#### Text:
:::::
Unincorporated community in the state of Oregon, United States

Odell is an unincorporated community and census-designated place (CDP) in Hood River County, Oregon, United States. As of the 2020 census, Odell had a population of 2,328.
==Geography==
Odell is in northeastern Hood River County, in the valley of Odell Creek, a tributary of the Hood River. It is 7 mi south of the city of Hood River, the county seat. According to the United States Census Bureau, the CDP has a total area of 2.0 sqmi, all land.

===Climate===
This region experiences warm (but not hot) and dry summers, with no average monthly temperatures above 71.6 °F. According to the Köppen Climate Classification system, Odell has a warm-summer Mediterranean climate, abbreviated "Csb" on climate maps.

==Demographics==

As of the census of 2000, there were 1,849 people, 573 households, and 468 families residing in this unincorporated community. The population density was 923.2 PD/sqmi. There were 594 housing units at an average density of 296.6 /sqmi. The racial makeup of this unincorporated community was 66.47% White, 0.49% Black or African American, 0.87% Native American, 0.43% Asian, 29.58% from other races, and 2.16% from two or more races. Hispanic or Latino of any race were 40.02% of the population.

There were 573 households, out of which 45.2% had children under the age of 18 living with them, 68.4% were married couples living together, 8.4% had a female householder with no husband present, and 18.2% were non-families. 14.1% of all households were made up of individuals, and 7.2% had someone living alone who was 65 years of age or older. The average household size was 3.19 and the average family size was 3.51.

In this unincorporated community the population was spread out, with 33.9% under the age of 18, 8.7% from 18 to 24, 29.9% from 25 to 44, 18.0% from 45 to 64, and 9.6% who were 65 years of age or older. The median age was 30 years. For every 100 females, there were 97.5 males. For every 100 females age 18 and over, there were 97.7 males.

The median income for a household in this unincorporated community was $36,991, and the median income for a family was $37,065. Males had a median income of $30,300 versus $16,983 for females. The per capita income for this unincorporated community was $18,023. About 11.1% of families and 12.9% of the population were below the poverty line, including 14.6% of those under age 18 and none of those age 65 or over.

Historical population
| Census | Pop. | Note | %± |
| 2020 | 2,328 |  | — |
U.S. Decennial Census

==Notable people==
Baseball player and evangelist Billy Sunday owned a fruit orchard in the Odell area.
:::::
#### Provided information:
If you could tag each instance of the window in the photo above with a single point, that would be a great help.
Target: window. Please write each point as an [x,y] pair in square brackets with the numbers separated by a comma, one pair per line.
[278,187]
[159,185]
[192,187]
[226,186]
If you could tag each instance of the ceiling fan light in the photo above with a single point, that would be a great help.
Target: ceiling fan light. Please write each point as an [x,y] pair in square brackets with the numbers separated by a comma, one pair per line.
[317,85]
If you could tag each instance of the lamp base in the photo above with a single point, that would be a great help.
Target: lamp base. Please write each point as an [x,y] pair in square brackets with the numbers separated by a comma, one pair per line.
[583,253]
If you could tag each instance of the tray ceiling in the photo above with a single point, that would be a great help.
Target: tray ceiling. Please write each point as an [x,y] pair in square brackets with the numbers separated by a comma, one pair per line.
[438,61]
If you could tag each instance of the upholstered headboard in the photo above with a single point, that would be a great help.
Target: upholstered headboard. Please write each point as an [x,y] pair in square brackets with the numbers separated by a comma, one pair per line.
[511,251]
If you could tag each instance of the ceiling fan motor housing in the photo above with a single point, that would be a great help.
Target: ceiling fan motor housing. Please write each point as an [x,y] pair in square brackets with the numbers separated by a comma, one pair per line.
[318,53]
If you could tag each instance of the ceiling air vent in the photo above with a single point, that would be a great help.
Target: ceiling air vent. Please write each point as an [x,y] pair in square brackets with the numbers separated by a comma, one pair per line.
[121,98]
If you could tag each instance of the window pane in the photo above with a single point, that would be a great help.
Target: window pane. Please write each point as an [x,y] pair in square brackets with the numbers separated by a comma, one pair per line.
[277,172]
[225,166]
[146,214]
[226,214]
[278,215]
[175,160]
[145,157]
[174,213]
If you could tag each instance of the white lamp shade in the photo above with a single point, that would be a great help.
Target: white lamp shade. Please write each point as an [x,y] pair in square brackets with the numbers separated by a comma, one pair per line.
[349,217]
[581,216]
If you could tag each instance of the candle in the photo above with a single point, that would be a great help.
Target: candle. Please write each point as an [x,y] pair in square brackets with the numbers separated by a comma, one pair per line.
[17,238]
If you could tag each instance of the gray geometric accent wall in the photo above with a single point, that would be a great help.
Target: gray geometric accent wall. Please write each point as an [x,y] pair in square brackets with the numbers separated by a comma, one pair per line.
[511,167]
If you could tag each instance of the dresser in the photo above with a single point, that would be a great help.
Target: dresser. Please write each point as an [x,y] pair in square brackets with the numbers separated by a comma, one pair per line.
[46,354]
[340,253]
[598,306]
:::::
#### Instruction:
Extract from the Odell text the passage from "There were 573" up to and including "size was 3.51.", copying it word for word.

#### Problem solution:
There were 573 households, out of which 45.2% had children under the age of 18 living with them, 68.4% were married couples living together, 8.4% had a female householder with no husband present, and 18.2% were non-families. 14.1% of all households were made up of individuals, and 7.2% had someone living alone who was 65 years of age or older. The average household size was 3.19 and the average family size was 3.51.